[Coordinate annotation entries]
## begin

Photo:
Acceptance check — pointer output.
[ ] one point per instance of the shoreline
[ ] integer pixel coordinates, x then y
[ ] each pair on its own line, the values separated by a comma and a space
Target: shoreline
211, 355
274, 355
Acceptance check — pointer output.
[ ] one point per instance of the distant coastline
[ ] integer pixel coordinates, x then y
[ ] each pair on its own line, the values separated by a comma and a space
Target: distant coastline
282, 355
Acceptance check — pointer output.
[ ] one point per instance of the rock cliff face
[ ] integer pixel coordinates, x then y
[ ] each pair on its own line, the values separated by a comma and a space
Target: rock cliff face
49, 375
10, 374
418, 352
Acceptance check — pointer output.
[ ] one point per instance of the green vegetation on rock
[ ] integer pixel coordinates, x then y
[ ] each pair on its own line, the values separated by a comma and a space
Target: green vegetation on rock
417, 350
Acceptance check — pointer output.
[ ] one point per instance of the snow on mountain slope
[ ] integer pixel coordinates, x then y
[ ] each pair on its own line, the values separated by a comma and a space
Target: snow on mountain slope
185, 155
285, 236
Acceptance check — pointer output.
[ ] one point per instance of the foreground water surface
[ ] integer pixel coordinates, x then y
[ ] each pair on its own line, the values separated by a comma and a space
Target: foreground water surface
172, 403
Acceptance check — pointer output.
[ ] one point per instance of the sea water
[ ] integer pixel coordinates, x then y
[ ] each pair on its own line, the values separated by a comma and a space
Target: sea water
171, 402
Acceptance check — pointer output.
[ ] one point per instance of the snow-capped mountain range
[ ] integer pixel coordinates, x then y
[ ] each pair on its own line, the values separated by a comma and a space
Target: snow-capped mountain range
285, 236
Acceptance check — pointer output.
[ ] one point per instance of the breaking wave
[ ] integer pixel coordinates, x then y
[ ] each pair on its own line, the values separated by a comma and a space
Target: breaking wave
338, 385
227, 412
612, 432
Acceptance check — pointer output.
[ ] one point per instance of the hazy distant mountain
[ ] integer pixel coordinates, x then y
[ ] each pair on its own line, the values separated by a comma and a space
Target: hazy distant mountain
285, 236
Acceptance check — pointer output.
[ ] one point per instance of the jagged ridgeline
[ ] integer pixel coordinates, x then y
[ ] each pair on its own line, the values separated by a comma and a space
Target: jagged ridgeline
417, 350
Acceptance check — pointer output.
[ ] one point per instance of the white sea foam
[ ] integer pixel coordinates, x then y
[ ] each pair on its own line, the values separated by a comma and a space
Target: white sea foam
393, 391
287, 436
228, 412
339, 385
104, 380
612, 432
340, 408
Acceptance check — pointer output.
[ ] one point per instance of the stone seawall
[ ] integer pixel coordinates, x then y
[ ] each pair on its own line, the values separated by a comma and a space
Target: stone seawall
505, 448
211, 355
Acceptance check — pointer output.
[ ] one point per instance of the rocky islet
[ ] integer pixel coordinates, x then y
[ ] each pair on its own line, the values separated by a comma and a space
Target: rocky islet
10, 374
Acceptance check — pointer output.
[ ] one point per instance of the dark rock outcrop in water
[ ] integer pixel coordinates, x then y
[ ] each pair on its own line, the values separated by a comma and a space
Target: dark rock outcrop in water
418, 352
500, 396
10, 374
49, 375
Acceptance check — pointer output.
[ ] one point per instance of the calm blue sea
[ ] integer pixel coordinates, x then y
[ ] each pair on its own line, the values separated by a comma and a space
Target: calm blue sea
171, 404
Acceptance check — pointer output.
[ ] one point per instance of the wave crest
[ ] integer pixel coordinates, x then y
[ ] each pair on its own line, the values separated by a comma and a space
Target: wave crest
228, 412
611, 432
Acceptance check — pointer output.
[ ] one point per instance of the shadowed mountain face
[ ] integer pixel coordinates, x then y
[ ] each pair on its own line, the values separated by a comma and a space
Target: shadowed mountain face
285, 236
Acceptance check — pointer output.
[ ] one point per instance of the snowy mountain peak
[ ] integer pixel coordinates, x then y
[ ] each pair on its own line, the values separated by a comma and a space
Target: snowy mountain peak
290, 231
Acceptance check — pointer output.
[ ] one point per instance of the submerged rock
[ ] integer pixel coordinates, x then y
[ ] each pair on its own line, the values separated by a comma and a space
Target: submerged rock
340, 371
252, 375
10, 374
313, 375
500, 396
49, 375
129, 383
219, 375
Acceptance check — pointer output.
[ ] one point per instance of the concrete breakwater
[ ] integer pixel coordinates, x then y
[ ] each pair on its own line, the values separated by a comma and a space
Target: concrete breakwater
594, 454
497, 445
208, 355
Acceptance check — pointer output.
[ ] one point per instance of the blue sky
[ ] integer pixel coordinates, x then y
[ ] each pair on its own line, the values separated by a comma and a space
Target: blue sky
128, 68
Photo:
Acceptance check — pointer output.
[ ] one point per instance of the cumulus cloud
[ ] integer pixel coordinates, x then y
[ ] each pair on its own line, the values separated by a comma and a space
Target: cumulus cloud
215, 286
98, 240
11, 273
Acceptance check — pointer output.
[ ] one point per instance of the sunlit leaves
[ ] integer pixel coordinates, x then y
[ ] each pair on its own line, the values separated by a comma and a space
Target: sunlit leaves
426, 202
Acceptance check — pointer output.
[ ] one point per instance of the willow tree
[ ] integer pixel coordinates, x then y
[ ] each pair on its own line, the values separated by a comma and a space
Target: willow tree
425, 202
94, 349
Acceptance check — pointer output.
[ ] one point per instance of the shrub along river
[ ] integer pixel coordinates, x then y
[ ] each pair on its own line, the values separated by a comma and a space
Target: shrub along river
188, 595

## end

▶ **Goal**
Copy each line of the data above without altering a single character.

▶ **Exercise response**
Photo:
Acceptance check — pointer output.
[ ] one point per instance of the shoreline
[ ] integer pixel coordinates, x then y
[ ] each pair on its own line, the values separated by a comma and a space
Target: shoreline
211, 355
274, 355
Acceptance check — pointer output.
[ ] one point per instance of the distant coastline
[ ] integer pixel coordinates, x then y
[ ] each pair on its own line, the values separated by a comma and a space
Target: distant coastline
282, 355
Acceptance check — pointer output.
[ ] one point per instance of the rock cliff face
[ ] integer pixel coordinates, x then y
[ ] each pair on its own line, the values separated by a comma and a space
Target: rock cliff face
49, 375
10, 374
418, 352
Acceptance check — pointer output.
[ ] one point per instance of the green vegetation on rock
[ ] integer pixel coordinates, x then y
[ ] each pair on its own line, the values separated by a comma and a space
Target: green vegetation on rock
417, 350
Acceptance check — pointer output.
[ ] one point per instance of the snow on mountain slope
[ ] integer pixel coordinates, x then y
[ ] each pair on its own line, the values separated by a comma and a space
Target: snow on mountain slope
185, 155
285, 236
Acceptance check — pointer output.
[ ] one point per instance of the foreground water surface
[ ] integer pixel coordinates, x then y
[ ] each pair on its own line, the values separated by a comma and a space
Target: foreground water surface
172, 403
Acceptance check — pointer output.
[ ] one point per instance of the sea water
[ ] integer pixel coordinates, x then y
[ ] each pair on its own line, the values separated by a comma and a space
Target: sea water
171, 402
Acceptance check — pointer output.
[ ] one point per instance of the snow-capped mountain range
[ ] integer pixel coordinates, x then y
[ ] each pair on its own line, the values separated by a comma and a space
Target: snow-capped mountain range
285, 236
Acceptance check — pointer output.
[ ] one point per instance of the breaking wave
[ ] integer pixel coordinates, x then y
[ ] each pair on its own line, the values separated by a comma and a space
Target: breaking wave
338, 385
227, 412
612, 432
Acceptance check — pointer output.
[ ] one point per instance of the hazy distant mountain
[ ] integer pixel coordinates, x then y
[ ] each pair on its own line, the values separated by a comma and a space
Target: hazy distant mountain
285, 236
Acceptance check — pointer output.
[ ] one point per instance of the jagged ridgeline
[ ] integer pixel coordinates, x then y
[ ] each pair on its own line, the values separated by a comma and a space
Target: jagged ridgeline
417, 350
Acceptance check — pointer output.
[ ] one point per instance of the white sea foam
[ ] integer pixel coordinates, x then y
[ ] each pair on its own line, the values separated by a comma and a space
Target: white sea foam
393, 391
287, 436
228, 412
339, 385
104, 380
612, 432
340, 408
Acceptance check — pointer output.
[ ] one point per instance of the stone seawall
[ ] integer pixel coordinates, x then y
[ ] each pair on its own line, the values separated by a comma and a space
Target: stone seawall
505, 448
211, 355
Acceptance check — pointer output.
[ ] one point per instance of the rocky islet
[ ] integer pixel coordinates, x then y
[ ] each pair on its own line, the values separated by a comma and a space
Target: rocky islet
10, 374
Acceptance check — pointer output.
[ ] one point per instance of the dark rock outcrop in water
[ ] integer pixel coordinates, x then y
[ ] each pair on its own line, the values separated by a comma and a space
Target: dark rock outcrop in water
418, 352
500, 396
10, 374
49, 375
Acceptance check — pointer output.
[ ] one point per instance of the calm blue sea
[ ] integer pixel coordinates, x then y
[ ] each pair on its own line, the values separated by a comma and a space
Target: calm blue sea
171, 404
Acceptance check — pointer output.
[ ] one point per instance of the wave crest
[ ] integer pixel coordinates, x then y
[ ] each pair on its own line, the values separated by a comma and a space
Target: wave crest
228, 412
611, 432
Acceptance check — pointer output.
[ ] one point per instance of the shadowed mountain face
[ ] integer pixel coordinates, x then y
[ ] each pair on its own line, the values separated by a comma and a space
Target: shadowed mountain face
285, 236
Acceptance check — pointer output.
[ ] one point per instance of the snowy mountain peak
[ ] integer pixel coordinates, x then y
[ ] each pair on its own line, the values separated by a comma and a space
Target: snowy mountain peak
290, 231
Acceptance check — pointer output.
[ ] one point per instance of the submerged rock
[ ] integer pixel coordinates, x then y
[ ] each pair on its own line, the values separated by a comma and a space
Target: submerged rock
340, 371
252, 375
10, 374
313, 375
500, 396
49, 375
129, 383
219, 375
Acceptance check — pointer output.
[ ] one point per instance of the concrete breakwater
[ ] integer pixel coordinates, x then y
[ ] each pair on its own line, the values separated by a comma and a space
Target: concrete breakwater
594, 454
497, 445
208, 355
Acceptance check — pointer output.
[ ] one point per instance of the blue sky
[ ] integer pixel coordinates, x then y
[ ] each pair on its own line, the values separated by a comma and a space
Target: blue sky
128, 68
Photo:
Acceptance check — pointer output.
[ ] one point per instance of the cumulus cloud
[ ] integer pixel coordinates, x then y
[ ] each pair on its own line, the values separated by a comma and a space
Target: cumulus cloud
215, 286
98, 240
11, 273
Acceptance check — pointer output.
[ ] one point per instance of the sunlit leaves
[ ] integer pixel coordinates, x then y
[ ] each pair on its own line, the values separated by a comma and a space
Target: sunlit leaves
426, 202
Acceptance check — pointer output.
[ ] one point per instance of the willow tree
[ ] integer pixel coordinates, x then y
[ ] each pair on its own line, the values separated by a comma and a space
Target: willow tree
425, 202
94, 349
Acceptance check — pointer output.
[ ] one point per instance of the shrub along river
[ ] integer pixel coordinates, x then y
[ ] each pair on its own line, the values separated by a comma and a space
Target: shrub along river
188, 595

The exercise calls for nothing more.